- [SET TASK 1] Report every line in the rows below that contains the word "railway", copying each such line in full.

— Start DOCUMENT TEXT —

Hacker News new | past | comments | ask | show | jobs | submit login
Google open sources key piece of Street View technology (google-opensource.blogspot.com)
350 points by mierle on May 1, 2012 | hide | past | favorite | 51 comments

This is a key component of Street View. We're really happy to have released this. When we started writing Ceres, there was nothing available like it. It's state of the art; a real contribution to computer vision and other fields which need large scale nonlinear least squares.

Part of the reason I worked on this in my spare time (my real job at Google is something else) was to get it integrated in libmv (http://code.google.com/p/libmv) and subsequently integrated into Blender. This opens the door to many sophisticated tracking features, like autocalibration, rolling shutter, multi-shot solves, tripod solves, planar tracking, and more.

EDIT: Changed link title to make it more provocative

When you say "a key component of Street View", which part is it a key component of? Snapping vehicle track data to existing roads? 3D model computation for scene-to-scene jumps? Both?

If you're snapping track data to roads, how do you deal with areas where you have no existing data? Do you take into account aerial imagery?

</openstreetmap-nerd jealous="true">

Google Street View was filmed at 30fps video format. You can generate a 2D route map directly from it without GPS or when GPS is not available.

I took some notes during the StreetView Q&A on reddit two years ago: http://blog.est.im/archives/554

Unfortunately we can't talk much about this; sorry.

There's some more discussion over at Reddit: http://www.reddit.com/r/programming/comments/t1mo7/ceres_sol...

Thanks for adding your note about integrating this into Blender--that makes the news much more relevant to my interests. :)

I was looking forward to integration of motion tracking into Blender and had a small play with the feature when released. Now I just need to make the time to play some more...

What exactly would you use this in Blender for? As a library for someone to build a script that would turn 2d photos into 3d objects or something? Could you expand on that?

Blender got integrated matchmoving / tracking with the 2.61 release, by way of libmv (which I am the BDFL of). A critical part of many tasks in 3D reconstruction and tracking is a solid, flexible nonlinear minimizer. Since Ceres is so easy to model problems with, is so fast, and is appropriately licensed (unlike some alternatives), it is an enabler for these more sophisticated tracking operations.

Note that Blender's next open movie, http://mango.blender.org, is live-action done with Blender's tracking tools. Ceres is going to be used for that as well.

I guess that one application would be camera tracking to implement automatic compositing of 3d models into videos.

It would be nice if we could use it, or (better) if Google exposed the ability in the Maps API, to fit paths to the most likely road, just like is being done in the demo video on the project page.

The roads are not an input to the optimization shown in the examples. How this works is left as an exercise for the reader.

— End DOCUMENT TEXT —

- [SET TASK 2] Copy the passage of the thread above, beginning at the words "Google Street View" and stopping after "about this; sorry.".

— Start EXCERPTED RECORDS —

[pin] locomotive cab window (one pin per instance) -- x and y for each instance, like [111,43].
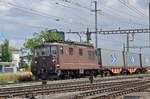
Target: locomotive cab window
[91,55]
[80,52]
[44,51]
[70,51]
[53,50]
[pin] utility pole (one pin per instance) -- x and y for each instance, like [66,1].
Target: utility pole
[128,42]
[88,34]
[96,42]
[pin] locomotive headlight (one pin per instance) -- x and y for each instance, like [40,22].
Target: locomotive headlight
[53,60]
[35,62]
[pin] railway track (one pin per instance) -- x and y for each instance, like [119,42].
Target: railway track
[100,86]
[48,89]
[115,91]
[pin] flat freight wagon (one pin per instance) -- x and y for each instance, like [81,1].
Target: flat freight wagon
[110,61]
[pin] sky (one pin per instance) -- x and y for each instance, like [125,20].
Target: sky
[19,19]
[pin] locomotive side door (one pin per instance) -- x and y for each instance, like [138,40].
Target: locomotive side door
[54,53]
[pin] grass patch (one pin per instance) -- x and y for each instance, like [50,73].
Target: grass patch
[16,77]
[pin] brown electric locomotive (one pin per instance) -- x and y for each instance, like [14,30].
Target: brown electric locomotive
[59,59]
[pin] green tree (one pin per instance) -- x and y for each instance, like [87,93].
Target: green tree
[38,38]
[6,53]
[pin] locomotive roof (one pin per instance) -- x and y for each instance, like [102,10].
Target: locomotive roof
[68,43]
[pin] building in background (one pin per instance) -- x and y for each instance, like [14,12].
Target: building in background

— End EXCERPTED RECORDS —

- [WRITTEN RESPONSE 1]
[pin] railway track (one pin per instance) -- x and y for each instance, like [119,42].
Target: railway track

- [WRITTEN RESPONSE 2]
Google Street View was filmed at 30fps video format. You can generate a 2D route map directly from it without GPS or when GPS is not available.

I took some notes during the StreetView Q&A on reddit two years ago: http://blog.est.im/archives/554

Unfortunately we can't talk much about this; sorry.